DATA PROVIDED>
= = = = =
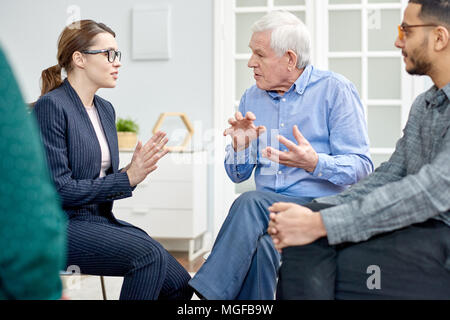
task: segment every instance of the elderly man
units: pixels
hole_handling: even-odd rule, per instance
[[[339,195],[270,208],[277,298],[450,299],[449,19],[449,0],[405,10],[395,45],[406,71],[434,86],[389,161]]]
[[[206,299],[273,299],[280,255],[266,232],[268,207],[336,194],[373,170],[358,93],[344,77],[310,65],[304,24],[269,13],[254,24],[249,46],[256,86],[224,132],[232,137],[225,168],[236,183],[255,169],[257,191],[234,202],[190,281]]]

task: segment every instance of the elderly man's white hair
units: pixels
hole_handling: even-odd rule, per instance
[[[297,55],[297,67],[310,63],[311,38],[305,24],[287,11],[272,11],[256,21],[252,32],[271,30],[270,46],[278,56],[292,50]]]

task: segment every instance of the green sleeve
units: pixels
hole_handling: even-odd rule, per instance
[[[59,299],[66,215],[1,48],[0,114],[0,299]]]

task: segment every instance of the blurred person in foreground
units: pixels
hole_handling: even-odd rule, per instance
[[[1,48],[0,114],[0,300],[60,299],[66,216]]]

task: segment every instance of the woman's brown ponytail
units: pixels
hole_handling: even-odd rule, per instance
[[[62,83],[61,71],[72,71],[72,56],[76,51],[89,49],[93,45],[94,37],[99,33],[110,33],[116,37],[114,31],[103,23],[92,20],[75,21],[68,25],[58,39],[58,64],[45,69],[41,75],[41,96],[59,87]]]
[[[49,91],[52,91],[55,88],[58,88],[62,84],[61,77],[61,66],[59,64],[45,69],[42,71],[41,79],[42,79],[42,88],[41,88],[41,96],[46,94]]]

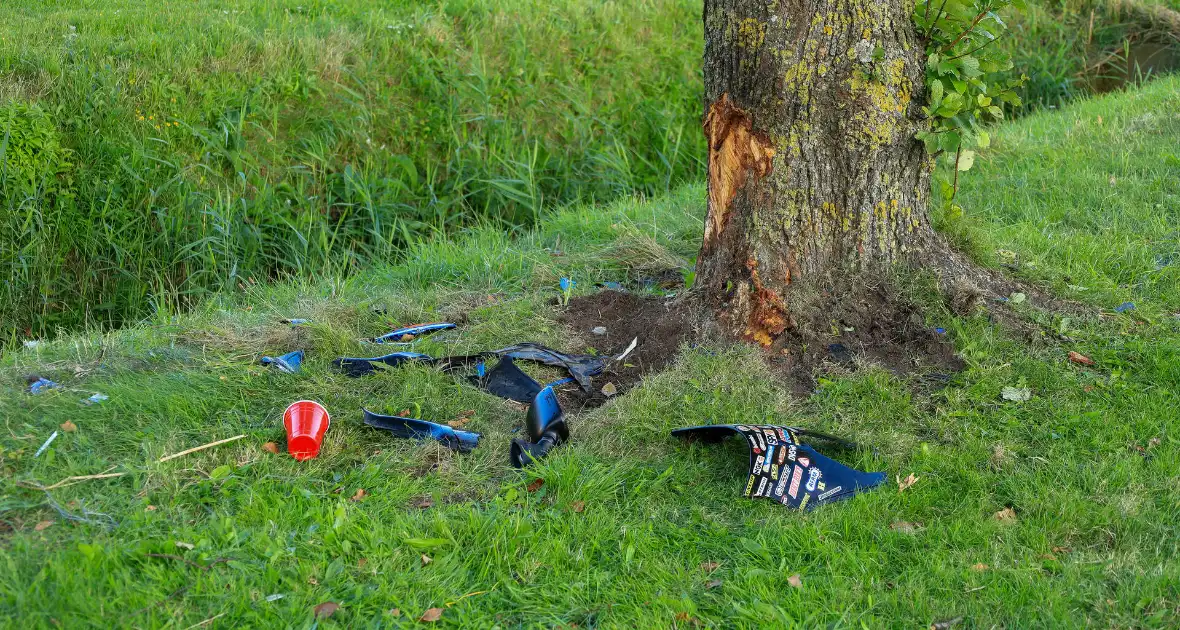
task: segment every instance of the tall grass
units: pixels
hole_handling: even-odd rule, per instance
[[[0,162],[6,336],[695,180],[698,5],[7,2],[0,121],[72,166]]]

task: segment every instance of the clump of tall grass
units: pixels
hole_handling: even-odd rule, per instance
[[[16,4],[0,111],[67,157],[0,187],[10,339],[703,174],[699,0]]]

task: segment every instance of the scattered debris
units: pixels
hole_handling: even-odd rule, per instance
[[[721,566],[720,562],[702,562],[701,563],[701,570],[704,571],[705,573],[712,573],[712,572],[716,571],[718,569],[718,567],[720,567],[720,566]]]
[[[708,582],[705,582],[705,588],[712,590],[718,586],[721,586],[722,584],[724,584],[724,582],[721,580],[709,580]]]
[[[283,426],[287,429],[287,452],[296,461],[312,459],[320,454],[324,433],[332,418],[323,405],[314,400],[298,400],[283,411]]]
[[[574,282],[573,280],[570,280],[569,278],[562,278],[561,281],[558,282],[557,284],[558,284],[558,286],[561,287],[561,305],[562,306],[569,305],[570,295],[573,294],[574,285],[576,285],[577,283]]]
[[[945,619],[943,621],[935,621],[930,624],[930,630],[950,630],[951,628],[962,623],[962,617],[955,617],[954,619]]]
[[[803,588],[803,578],[799,577],[799,574],[796,573],[787,578],[787,584],[790,584],[793,588]]]
[[[1032,399],[1032,390],[1027,387],[1005,387],[1000,390],[1000,397],[1012,402],[1025,402]]]
[[[450,322],[433,322],[430,324],[414,324],[412,326],[405,326],[398,328],[393,332],[385,333],[380,337],[374,337],[373,343],[409,343],[423,335],[429,335],[440,330],[451,330],[458,328],[455,324]]]
[[[681,438],[720,442],[738,434],[750,448],[745,496],[766,497],[800,510],[847,499],[885,481],[885,473],[864,473],[801,444],[808,432],[776,425],[716,424],[672,431]],[[788,463],[789,462],[789,463]],[[789,485],[788,485],[789,484]]]
[[[50,444],[53,444],[53,441],[54,441],[54,440],[56,440],[56,439],[57,439],[57,431],[54,431],[54,432],[53,432],[53,433],[52,433],[52,434],[49,436],[49,438],[45,440],[45,443],[41,445],[41,448],[37,449],[37,452],[36,452],[36,453],[33,453],[33,457],[34,457],[34,458],[40,457],[40,456],[41,456],[41,453],[44,453],[44,452],[45,452],[45,449],[49,448],[49,445],[50,445]]]
[[[366,376],[377,371],[378,365],[397,367],[407,361],[433,363],[434,357],[421,352],[391,352],[379,357],[341,357],[332,361],[332,367],[353,378]]]
[[[418,618],[418,621],[421,621],[424,623],[434,623],[434,622],[438,621],[439,619],[442,619],[442,615],[443,615],[443,609],[431,608],[431,609],[427,610],[426,612],[422,613],[422,616]]]
[[[573,503],[570,504],[570,509],[575,512],[578,512],[579,514],[582,512],[585,512],[586,511],[586,502],[585,501],[574,501]]]
[[[35,531],[35,532],[43,532],[43,531],[45,531],[46,529],[49,529],[50,527],[53,527],[53,525],[54,525],[56,522],[57,522],[57,521],[41,521],[40,523],[37,523],[36,525],[34,525],[34,526],[33,526],[33,531]]]
[[[268,453],[272,453],[274,455],[278,455],[279,454],[279,445],[276,442],[266,442],[265,444],[262,445],[262,450],[264,450]]]
[[[1094,365],[1094,359],[1073,350],[1069,351],[1069,360],[1081,365]]]
[[[277,602],[277,601],[279,601],[280,599],[282,599],[282,598],[284,598],[284,597],[286,597],[286,595],[283,595],[282,593],[275,593],[275,594],[273,594],[273,595],[267,595],[267,596],[266,596],[266,601],[268,601],[268,602]]]
[[[1123,302],[1122,304],[1119,304],[1118,306],[1114,307],[1114,312],[1116,312],[1116,313],[1126,313],[1127,311],[1133,311],[1133,310],[1135,310],[1135,303],[1134,302]]]
[[[398,437],[420,440],[426,438],[435,439],[442,442],[447,448],[461,453],[468,452],[479,446],[479,433],[460,431],[443,424],[438,424],[437,422],[428,422],[417,418],[385,416],[373,413],[368,409],[362,409],[361,411],[364,412],[365,424],[375,429],[389,431]]]
[[[279,371],[294,374],[303,367],[303,351],[288,352],[281,357],[262,357],[263,365],[273,365]]]
[[[537,393],[533,404],[525,414],[525,430],[528,441],[516,438],[512,440],[508,459],[516,468],[524,468],[530,463],[549,454],[554,447],[569,440],[569,427],[565,423],[565,413],[557,403],[557,396],[552,387],[546,387]]]
[[[100,403],[104,400],[110,400],[110,398],[111,397],[107,396],[106,394],[97,394],[96,393],[93,396],[91,396],[90,398],[83,400],[82,402],[86,403],[87,405],[97,405],[98,403]]]
[[[369,496],[369,493],[365,492],[364,488],[357,488],[356,493],[349,497],[348,500],[355,503],[357,501],[363,501],[367,496]]]
[[[61,385],[40,376],[29,377],[29,393],[40,394],[41,392],[51,389],[57,389]]]
[[[419,510],[426,510],[434,507],[434,498],[427,495],[415,500],[411,505],[418,508]]]
[[[422,554],[422,566],[426,566],[431,562],[434,562],[434,560],[430,556]]]
[[[213,448],[214,446],[221,446],[222,444],[234,442],[234,441],[240,440],[244,437],[246,437],[245,433],[243,433],[241,435],[235,435],[231,438],[225,438],[224,440],[217,440],[216,442],[209,442],[208,444],[202,444],[200,446],[190,448],[186,451],[181,451],[179,453],[174,453],[172,455],[165,455],[164,457],[161,457],[160,459],[156,460],[156,463],[163,464],[164,462],[172,460],[172,459],[176,459],[177,457],[184,457],[185,455],[188,455],[189,453],[196,453],[197,451],[203,451],[207,448]]]
[[[42,341],[40,339],[26,339],[21,343],[24,345],[24,347],[32,350],[34,348],[40,347]]]
[[[923,529],[923,526],[921,523],[909,523],[906,521],[895,521],[893,523],[890,523],[889,529],[892,529],[895,532],[901,532],[903,534],[912,534],[914,532],[921,531]]]
[[[1027,299],[1028,296],[1023,293],[1013,293],[1008,296],[1008,301],[1012,304],[1022,304]]]
[[[283,324],[287,324],[288,326],[302,326],[304,324],[310,324],[311,320],[310,319],[290,318],[290,319],[280,319],[279,322],[281,322]]]
[[[541,384],[517,367],[512,357],[500,359],[490,371],[479,372],[482,373],[468,377],[471,384],[500,398],[528,403],[541,391]]]
[[[606,326],[595,326],[594,328],[590,329],[590,332],[594,333],[595,335],[605,335]]]
[[[619,389],[615,387],[614,383],[607,383],[606,385],[602,386],[602,395],[606,396],[607,398],[610,398],[611,396],[614,396],[618,393]]]
[[[66,433],[73,433],[74,431],[78,430],[78,425],[70,422],[69,420],[66,420],[65,422],[61,423],[61,430],[65,431]]]
[[[537,477],[536,479],[530,481],[529,485],[525,486],[525,490],[529,494],[533,494],[534,492],[540,490],[541,486],[543,486],[543,485],[545,485],[545,480],[541,479],[540,477]]]
[[[971,565],[972,571],[987,571],[987,569],[988,569],[988,566],[982,562],[977,562],[977,563]]]
[[[58,505],[57,501],[53,500],[53,495],[49,494],[48,491],[45,492],[45,501],[49,503],[49,507],[53,508],[53,511],[57,512],[59,516],[66,519],[67,521],[74,521],[75,523],[87,523],[89,525],[101,525],[107,529],[114,529],[115,525],[118,524],[115,522],[114,517],[112,517],[110,514],[92,512],[86,508],[84,503],[79,504],[79,507],[82,509],[81,515],[72,514],[66,511],[66,509],[62,506]]]
[[[896,477],[895,479],[897,481],[897,491],[905,492],[906,488],[909,488],[915,483],[918,483],[919,477],[914,473],[910,473],[905,479],[902,479],[900,476]]]

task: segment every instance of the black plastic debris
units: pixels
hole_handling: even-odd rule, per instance
[[[509,461],[516,468],[524,468],[544,458],[554,447],[569,440],[570,430],[565,423],[565,413],[557,403],[553,388],[546,387],[533,398],[533,404],[525,415],[524,427],[529,439],[512,440],[508,453]]]
[[[609,358],[591,354],[566,354],[560,350],[532,342],[518,343],[499,350],[492,350],[491,353],[502,357],[527,359],[545,365],[563,367],[585,391],[590,391],[592,378],[602,373]]]
[[[828,355],[836,363],[848,364],[853,362],[852,352],[842,343],[828,344]]]
[[[829,459],[800,435],[844,442],[839,438],[775,425],[716,424],[672,431],[675,437],[720,442],[738,434],[750,447],[750,477],[743,493],[765,497],[801,510],[847,499],[885,481],[885,473],[865,473]]]
[[[287,374],[294,374],[303,367],[303,351],[288,352],[281,357],[262,357],[262,364],[277,367]]]
[[[383,416],[373,413],[368,409],[364,409],[363,411],[365,412],[365,424],[376,429],[389,431],[398,437],[438,440],[447,448],[461,453],[466,453],[479,446],[480,434],[478,433],[459,431],[445,424],[419,420],[417,418]]]
[[[375,337],[373,343],[409,343],[422,335],[428,335],[440,330],[450,330],[457,328],[455,324],[450,322],[433,322],[430,324],[414,324],[413,326],[405,326],[398,328],[395,331],[385,333],[380,337]]]
[[[358,377],[372,374],[379,369],[378,365],[397,367],[406,361],[434,363],[435,359],[421,352],[392,352],[380,357],[341,357],[332,361],[332,367],[348,376]]]
[[[488,393],[519,403],[532,402],[541,391],[541,384],[517,367],[512,357],[500,359],[496,367],[486,373],[467,378],[472,385]]]

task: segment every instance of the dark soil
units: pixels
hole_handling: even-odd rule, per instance
[[[638,344],[621,363],[612,363],[607,371],[594,379],[595,390],[584,392],[578,387],[567,387],[561,392],[567,411],[582,407],[597,407],[609,398],[602,393],[607,383],[614,384],[622,394],[640,381],[644,374],[662,369],[676,358],[680,344],[695,337],[690,310],[681,302],[659,297],[643,297],[622,291],[600,291],[593,295],[570,300],[558,317],[572,328],[587,348],[598,354],[615,355],[627,349],[632,339]],[[593,330],[606,328],[606,334]]]
[[[804,312],[794,314],[795,327],[775,341],[767,356],[796,395],[811,394],[819,375],[848,373],[865,364],[903,377],[915,376],[919,385],[935,387],[964,368],[954,344],[928,327],[918,308],[888,285],[827,292],[800,310]],[[608,399],[601,392],[603,385],[613,383],[622,394],[644,374],[666,366],[682,343],[697,338],[694,312],[684,300],[620,291],[570,300],[559,320],[587,340],[594,351],[617,354],[633,338],[638,338],[639,344],[624,365],[615,364],[594,379],[595,391],[566,388],[561,394],[563,405],[568,411],[596,407]],[[606,328],[605,335],[592,332],[599,326]]]
[[[935,384],[965,367],[946,335],[927,326],[917,307],[888,285],[825,292],[801,310],[794,313],[795,328],[771,346],[770,358],[797,395],[814,391],[819,374],[862,364]]]

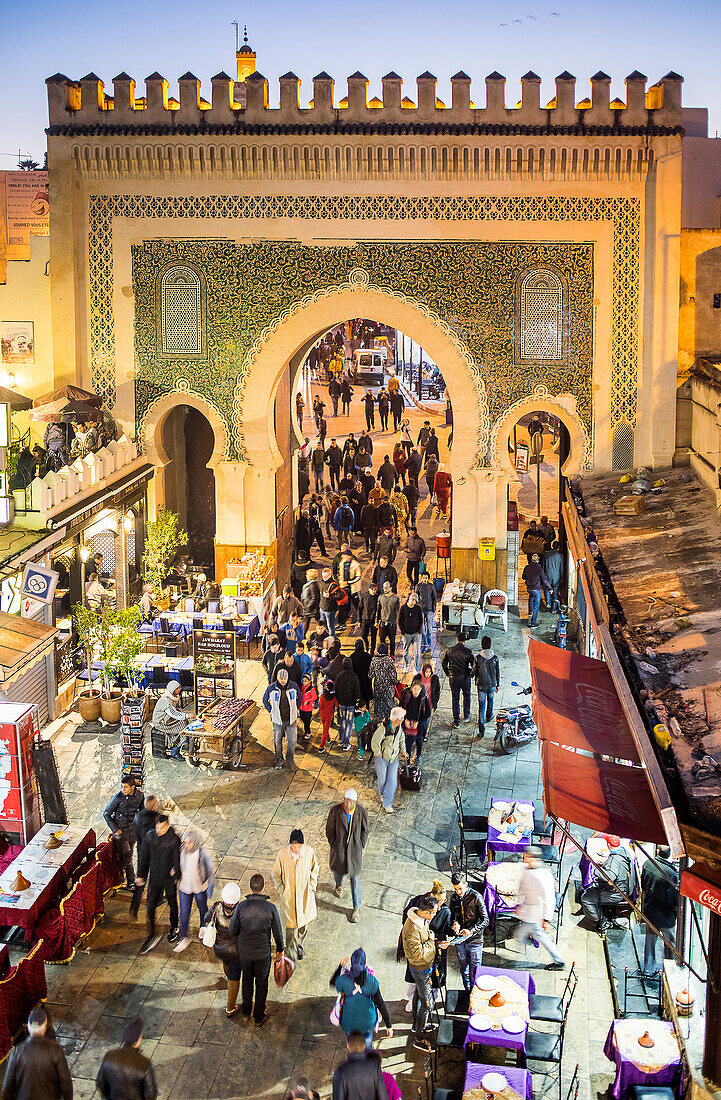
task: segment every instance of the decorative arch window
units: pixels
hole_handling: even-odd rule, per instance
[[[159,287],[159,348],[170,358],[204,358],[203,286],[187,264],[167,267]]]
[[[563,282],[548,269],[527,272],[520,283],[518,354],[520,359],[564,357]]]

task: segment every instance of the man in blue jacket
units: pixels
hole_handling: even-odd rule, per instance
[[[286,762],[295,771],[295,746],[298,740],[298,688],[288,681],[288,670],[283,665],[276,668],[275,680],[268,684],[263,696],[263,706],[273,723],[275,743],[275,769],[283,767],[283,737],[288,742]]]
[[[340,504],[333,516],[333,527],[338,536],[338,546],[342,546],[344,542],[350,546],[351,534],[355,527],[355,513],[346,496],[340,498]]]
[[[262,875],[251,875],[251,892],[246,894],[243,901],[238,902],[228,926],[230,935],[238,937],[243,1019],[250,1019],[253,985],[255,985],[253,1019],[256,1027],[262,1027],[268,1019],[265,1005],[268,999],[271,935],[275,940],[276,956],[281,958],[283,956],[283,928],[280,915],[268,895],[263,893],[264,887],[265,879]],[[232,1012],[228,1014],[232,1015]]]
[[[551,611],[558,611],[558,590],[563,582],[563,554],[557,542],[551,543],[551,549],[543,555],[543,571],[551,586],[548,603]]]
[[[133,870],[133,847],[135,846],[135,830],[133,823],[138,810],[143,808],[145,796],[131,775],[125,776],[121,790],[108,802],[103,817],[105,818],[113,839],[118,846],[120,862],[125,872],[125,883],[129,890],[135,885],[135,871]]]

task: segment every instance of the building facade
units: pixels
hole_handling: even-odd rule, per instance
[[[183,407],[202,414],[215,497],[215,560],[287,556],[291,386],[331,325],[374,317],[442,370],[455,410],[454,570],[478,540],[502,558],[508,437],[525,412],[568,430],[564,472],[670,463],[675,447],[681,78],[625,100],[597,73],[465,73],[451,104],[435,76],[368,98],[361,73],[336,101],[320,73],[279,105],[249,48],[209,99],[192,73],[177,99],[158,73],[136,97],[90,73],[48,82],[55,382],[105,394],[158,468],[155,506],[178,496]],[[194,414],[194,415],[196,415]],[[191,433],[193,434],[193,433]],[[197,433],[195,433],[197,435]],[[198,444],[200,446],[200,444]],[[505,585],[502,585],[505,587]]]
= = = = =
THE TASK> Among the lines of the data, some may include "debris" as a word or string; report how many, and nothing else.

TASK ANSWER> 2